### Instrucción
Localiza en los registros cada línea que contenga la palabra "slender" y cópiala tal cual. Las mayúsculas y minúsculas cuentan.

### Lista de registros
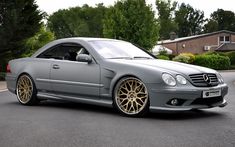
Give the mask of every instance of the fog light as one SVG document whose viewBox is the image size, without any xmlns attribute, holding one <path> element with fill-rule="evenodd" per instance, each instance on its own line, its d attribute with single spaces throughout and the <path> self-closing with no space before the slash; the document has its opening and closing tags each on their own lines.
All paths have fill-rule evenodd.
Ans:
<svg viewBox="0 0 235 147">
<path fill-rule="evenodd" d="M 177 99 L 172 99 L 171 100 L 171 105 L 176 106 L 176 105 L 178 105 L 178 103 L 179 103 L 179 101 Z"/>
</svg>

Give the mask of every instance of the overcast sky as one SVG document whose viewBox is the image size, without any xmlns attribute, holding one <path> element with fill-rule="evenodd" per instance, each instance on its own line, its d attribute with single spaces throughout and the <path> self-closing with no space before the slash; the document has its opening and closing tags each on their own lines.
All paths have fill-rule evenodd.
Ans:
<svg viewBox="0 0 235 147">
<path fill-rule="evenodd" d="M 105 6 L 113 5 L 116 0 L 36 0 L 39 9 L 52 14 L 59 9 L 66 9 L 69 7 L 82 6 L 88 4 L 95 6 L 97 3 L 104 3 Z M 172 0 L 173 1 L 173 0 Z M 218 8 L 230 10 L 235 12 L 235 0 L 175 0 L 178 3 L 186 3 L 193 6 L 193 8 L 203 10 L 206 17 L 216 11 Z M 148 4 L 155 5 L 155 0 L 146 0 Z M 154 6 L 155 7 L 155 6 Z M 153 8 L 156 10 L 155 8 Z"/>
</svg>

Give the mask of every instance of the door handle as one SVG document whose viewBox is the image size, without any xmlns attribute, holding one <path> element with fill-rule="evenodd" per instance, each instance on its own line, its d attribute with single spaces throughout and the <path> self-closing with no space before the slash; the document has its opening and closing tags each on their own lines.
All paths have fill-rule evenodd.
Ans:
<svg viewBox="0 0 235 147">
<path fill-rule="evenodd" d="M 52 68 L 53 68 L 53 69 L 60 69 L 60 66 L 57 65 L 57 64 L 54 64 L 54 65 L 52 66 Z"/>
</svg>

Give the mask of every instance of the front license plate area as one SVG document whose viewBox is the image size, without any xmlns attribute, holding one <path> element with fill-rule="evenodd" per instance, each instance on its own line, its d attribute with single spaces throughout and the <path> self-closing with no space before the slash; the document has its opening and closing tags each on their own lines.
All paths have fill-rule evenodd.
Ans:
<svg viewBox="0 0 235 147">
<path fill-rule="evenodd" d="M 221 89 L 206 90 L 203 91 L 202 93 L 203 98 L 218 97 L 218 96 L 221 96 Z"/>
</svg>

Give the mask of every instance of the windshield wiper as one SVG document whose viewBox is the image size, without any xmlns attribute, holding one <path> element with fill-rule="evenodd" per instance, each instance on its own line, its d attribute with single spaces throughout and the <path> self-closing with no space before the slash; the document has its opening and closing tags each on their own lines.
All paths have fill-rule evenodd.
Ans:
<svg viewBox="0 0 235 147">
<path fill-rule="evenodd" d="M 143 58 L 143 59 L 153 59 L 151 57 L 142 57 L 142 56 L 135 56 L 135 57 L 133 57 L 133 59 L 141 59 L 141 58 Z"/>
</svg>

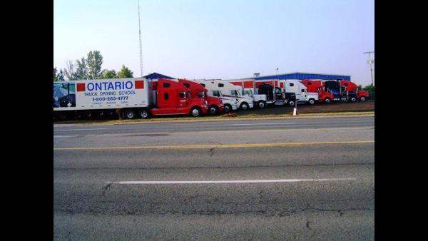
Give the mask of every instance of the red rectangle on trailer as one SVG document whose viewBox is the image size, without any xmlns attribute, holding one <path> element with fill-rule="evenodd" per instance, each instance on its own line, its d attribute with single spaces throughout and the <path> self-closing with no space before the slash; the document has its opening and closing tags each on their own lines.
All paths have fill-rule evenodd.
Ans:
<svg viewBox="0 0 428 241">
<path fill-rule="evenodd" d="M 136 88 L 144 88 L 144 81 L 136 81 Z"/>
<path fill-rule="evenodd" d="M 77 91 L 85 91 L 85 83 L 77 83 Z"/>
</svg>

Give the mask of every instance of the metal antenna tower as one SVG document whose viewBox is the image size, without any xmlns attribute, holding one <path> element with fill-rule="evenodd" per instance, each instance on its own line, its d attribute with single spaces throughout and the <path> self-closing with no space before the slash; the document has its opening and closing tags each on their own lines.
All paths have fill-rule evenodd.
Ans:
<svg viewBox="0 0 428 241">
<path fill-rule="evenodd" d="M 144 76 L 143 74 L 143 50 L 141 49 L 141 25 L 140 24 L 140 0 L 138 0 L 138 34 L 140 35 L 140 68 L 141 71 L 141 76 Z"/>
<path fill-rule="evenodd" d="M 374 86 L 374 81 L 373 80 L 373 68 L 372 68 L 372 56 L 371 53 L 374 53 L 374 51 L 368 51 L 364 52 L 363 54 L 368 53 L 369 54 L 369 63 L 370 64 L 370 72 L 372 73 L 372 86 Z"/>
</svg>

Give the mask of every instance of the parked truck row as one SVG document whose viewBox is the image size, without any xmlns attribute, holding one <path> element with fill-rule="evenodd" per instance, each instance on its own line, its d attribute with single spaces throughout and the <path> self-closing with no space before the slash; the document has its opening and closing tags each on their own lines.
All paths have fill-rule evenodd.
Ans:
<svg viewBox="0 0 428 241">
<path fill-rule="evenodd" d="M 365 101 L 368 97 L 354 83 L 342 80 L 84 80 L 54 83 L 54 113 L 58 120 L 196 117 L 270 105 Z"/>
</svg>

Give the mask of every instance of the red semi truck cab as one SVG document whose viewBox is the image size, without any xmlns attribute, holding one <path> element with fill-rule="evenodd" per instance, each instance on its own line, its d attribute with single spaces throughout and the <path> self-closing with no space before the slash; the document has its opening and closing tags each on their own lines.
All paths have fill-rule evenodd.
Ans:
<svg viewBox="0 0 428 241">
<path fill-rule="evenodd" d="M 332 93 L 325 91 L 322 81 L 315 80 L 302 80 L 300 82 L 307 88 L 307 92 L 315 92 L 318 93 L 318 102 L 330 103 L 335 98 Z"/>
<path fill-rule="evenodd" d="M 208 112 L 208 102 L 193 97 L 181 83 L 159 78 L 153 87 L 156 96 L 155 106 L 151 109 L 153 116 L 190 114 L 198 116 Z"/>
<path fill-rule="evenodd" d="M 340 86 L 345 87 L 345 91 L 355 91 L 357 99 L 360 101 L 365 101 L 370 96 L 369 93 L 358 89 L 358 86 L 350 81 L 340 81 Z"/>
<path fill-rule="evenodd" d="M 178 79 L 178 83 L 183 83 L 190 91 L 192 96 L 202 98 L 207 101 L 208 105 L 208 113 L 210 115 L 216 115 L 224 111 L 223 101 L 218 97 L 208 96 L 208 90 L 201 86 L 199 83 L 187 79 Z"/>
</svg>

* * *

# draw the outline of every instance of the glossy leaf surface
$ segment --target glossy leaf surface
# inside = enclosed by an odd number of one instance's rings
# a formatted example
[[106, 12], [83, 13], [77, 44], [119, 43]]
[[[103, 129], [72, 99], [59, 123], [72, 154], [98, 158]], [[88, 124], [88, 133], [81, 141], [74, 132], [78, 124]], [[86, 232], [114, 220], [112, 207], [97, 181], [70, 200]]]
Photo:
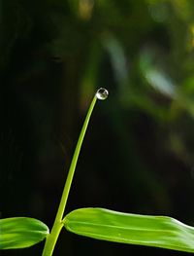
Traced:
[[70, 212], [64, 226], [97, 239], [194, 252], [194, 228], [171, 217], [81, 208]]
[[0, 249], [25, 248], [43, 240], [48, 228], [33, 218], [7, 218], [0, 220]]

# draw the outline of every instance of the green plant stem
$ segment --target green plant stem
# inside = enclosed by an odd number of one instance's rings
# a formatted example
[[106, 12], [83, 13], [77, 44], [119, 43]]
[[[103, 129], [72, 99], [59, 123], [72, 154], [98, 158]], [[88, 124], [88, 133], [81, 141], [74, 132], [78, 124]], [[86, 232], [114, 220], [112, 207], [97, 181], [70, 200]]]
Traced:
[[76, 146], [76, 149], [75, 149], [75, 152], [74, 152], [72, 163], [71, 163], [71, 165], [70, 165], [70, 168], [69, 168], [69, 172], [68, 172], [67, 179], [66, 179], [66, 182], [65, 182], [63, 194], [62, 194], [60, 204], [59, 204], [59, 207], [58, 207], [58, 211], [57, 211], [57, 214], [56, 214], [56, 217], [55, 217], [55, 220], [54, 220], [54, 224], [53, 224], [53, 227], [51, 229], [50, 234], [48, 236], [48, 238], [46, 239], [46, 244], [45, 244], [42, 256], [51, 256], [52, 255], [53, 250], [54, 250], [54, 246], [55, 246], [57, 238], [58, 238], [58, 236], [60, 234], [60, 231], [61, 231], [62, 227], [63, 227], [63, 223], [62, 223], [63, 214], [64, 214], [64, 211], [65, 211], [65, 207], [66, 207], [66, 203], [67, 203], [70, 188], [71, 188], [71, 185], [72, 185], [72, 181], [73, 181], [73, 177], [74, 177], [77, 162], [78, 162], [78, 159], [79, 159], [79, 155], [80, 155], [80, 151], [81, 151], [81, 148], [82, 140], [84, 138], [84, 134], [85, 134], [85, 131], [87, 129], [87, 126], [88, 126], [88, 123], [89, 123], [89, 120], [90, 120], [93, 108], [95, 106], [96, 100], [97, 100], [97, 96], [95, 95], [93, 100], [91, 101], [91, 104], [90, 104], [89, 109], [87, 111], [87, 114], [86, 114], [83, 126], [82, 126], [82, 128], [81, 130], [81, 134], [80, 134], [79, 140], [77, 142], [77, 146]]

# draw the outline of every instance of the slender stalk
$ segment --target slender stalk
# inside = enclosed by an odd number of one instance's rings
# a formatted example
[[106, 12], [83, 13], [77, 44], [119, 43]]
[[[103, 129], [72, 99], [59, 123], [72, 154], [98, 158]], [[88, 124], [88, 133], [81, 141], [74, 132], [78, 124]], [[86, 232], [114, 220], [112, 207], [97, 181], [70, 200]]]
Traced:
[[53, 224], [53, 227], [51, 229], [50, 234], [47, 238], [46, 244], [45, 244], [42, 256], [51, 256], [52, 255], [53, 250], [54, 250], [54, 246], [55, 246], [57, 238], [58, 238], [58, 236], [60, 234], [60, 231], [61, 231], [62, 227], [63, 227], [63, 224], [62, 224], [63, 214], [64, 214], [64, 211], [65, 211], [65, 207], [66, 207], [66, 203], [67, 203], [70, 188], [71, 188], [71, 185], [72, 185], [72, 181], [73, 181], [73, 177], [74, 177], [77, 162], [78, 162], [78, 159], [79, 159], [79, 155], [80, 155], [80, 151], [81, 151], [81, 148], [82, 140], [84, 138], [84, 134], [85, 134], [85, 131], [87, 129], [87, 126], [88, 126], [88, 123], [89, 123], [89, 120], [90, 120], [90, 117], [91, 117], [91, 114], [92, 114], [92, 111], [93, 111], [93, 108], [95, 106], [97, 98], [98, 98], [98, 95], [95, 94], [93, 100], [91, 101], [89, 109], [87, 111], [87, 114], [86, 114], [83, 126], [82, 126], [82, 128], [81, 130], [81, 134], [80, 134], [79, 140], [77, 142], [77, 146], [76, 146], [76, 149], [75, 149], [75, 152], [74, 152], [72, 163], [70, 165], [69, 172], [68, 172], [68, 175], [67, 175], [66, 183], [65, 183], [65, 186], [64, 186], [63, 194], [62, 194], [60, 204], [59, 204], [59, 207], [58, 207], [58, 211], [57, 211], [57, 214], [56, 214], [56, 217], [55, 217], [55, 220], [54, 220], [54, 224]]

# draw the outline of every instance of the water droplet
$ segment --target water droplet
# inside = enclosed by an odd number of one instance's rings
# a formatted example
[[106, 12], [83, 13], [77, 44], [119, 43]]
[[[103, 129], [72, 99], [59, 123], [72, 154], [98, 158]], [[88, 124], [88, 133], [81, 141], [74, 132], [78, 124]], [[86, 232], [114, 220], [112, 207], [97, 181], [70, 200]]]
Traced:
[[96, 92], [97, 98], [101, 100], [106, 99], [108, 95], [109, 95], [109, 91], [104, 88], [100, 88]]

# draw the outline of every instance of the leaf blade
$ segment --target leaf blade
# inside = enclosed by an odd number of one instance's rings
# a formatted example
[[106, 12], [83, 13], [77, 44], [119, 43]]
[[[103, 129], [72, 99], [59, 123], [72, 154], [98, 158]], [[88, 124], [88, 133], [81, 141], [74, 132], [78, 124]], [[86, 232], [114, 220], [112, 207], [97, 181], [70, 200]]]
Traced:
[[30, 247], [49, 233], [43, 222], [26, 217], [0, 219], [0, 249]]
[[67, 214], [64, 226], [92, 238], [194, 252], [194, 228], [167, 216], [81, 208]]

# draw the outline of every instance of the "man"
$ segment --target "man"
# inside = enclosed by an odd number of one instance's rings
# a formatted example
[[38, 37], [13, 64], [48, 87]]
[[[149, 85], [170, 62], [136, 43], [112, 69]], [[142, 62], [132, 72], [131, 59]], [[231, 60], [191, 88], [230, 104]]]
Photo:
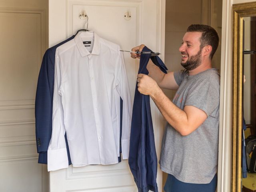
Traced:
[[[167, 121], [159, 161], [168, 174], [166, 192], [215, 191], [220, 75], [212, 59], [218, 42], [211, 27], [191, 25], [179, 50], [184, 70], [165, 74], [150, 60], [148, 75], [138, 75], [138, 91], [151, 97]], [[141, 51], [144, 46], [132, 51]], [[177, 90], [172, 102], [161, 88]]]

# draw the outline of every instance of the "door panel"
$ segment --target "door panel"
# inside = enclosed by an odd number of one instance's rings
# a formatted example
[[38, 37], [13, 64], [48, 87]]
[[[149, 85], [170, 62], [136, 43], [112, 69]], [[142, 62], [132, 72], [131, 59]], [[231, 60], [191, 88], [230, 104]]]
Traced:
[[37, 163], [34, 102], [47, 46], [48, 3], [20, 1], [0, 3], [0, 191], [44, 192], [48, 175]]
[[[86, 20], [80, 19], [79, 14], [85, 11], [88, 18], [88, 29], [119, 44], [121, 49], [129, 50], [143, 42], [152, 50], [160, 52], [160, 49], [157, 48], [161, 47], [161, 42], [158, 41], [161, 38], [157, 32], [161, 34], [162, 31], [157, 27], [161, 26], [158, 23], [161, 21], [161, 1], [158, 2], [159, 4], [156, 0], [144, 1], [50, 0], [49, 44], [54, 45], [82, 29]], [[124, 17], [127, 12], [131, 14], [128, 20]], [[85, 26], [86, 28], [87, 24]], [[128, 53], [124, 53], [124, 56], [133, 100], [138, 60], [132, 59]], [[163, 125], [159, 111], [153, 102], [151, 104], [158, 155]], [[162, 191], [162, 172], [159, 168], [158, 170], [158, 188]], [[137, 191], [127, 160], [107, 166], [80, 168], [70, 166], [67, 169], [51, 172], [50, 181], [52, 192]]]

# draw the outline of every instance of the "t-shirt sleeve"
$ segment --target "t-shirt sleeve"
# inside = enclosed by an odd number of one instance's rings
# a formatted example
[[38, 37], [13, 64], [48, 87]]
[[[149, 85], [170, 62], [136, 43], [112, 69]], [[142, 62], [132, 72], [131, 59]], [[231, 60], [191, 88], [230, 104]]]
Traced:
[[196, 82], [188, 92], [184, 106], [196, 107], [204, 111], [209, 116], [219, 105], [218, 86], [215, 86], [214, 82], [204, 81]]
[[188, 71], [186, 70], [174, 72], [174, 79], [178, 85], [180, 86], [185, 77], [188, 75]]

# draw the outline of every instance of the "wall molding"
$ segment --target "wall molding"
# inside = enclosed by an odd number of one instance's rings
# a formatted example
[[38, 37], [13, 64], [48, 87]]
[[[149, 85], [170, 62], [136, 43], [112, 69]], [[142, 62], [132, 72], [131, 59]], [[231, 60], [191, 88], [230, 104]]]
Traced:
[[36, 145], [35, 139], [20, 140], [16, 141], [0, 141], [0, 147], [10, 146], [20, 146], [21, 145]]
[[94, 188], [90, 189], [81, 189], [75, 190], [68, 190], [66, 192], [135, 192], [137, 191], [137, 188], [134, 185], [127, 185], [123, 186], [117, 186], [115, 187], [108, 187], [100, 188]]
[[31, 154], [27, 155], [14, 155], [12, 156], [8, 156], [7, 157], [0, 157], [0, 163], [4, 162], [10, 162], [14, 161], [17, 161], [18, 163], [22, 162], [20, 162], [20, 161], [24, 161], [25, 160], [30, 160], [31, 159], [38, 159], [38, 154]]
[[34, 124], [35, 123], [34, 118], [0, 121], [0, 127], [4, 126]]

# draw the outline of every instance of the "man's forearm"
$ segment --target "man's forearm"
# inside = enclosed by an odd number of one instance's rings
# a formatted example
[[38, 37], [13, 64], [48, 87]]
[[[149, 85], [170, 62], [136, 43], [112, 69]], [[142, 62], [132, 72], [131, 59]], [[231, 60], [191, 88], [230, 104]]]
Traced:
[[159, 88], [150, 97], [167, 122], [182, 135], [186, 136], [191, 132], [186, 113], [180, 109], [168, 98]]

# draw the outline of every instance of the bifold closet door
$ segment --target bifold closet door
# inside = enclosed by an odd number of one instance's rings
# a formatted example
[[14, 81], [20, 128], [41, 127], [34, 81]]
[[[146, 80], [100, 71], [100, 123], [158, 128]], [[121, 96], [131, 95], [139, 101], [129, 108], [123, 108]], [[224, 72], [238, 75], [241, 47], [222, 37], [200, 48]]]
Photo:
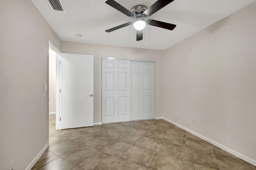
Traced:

### Respuesta final
# draw the outline of every instance of the slender stalk
$ segment --target slender stalk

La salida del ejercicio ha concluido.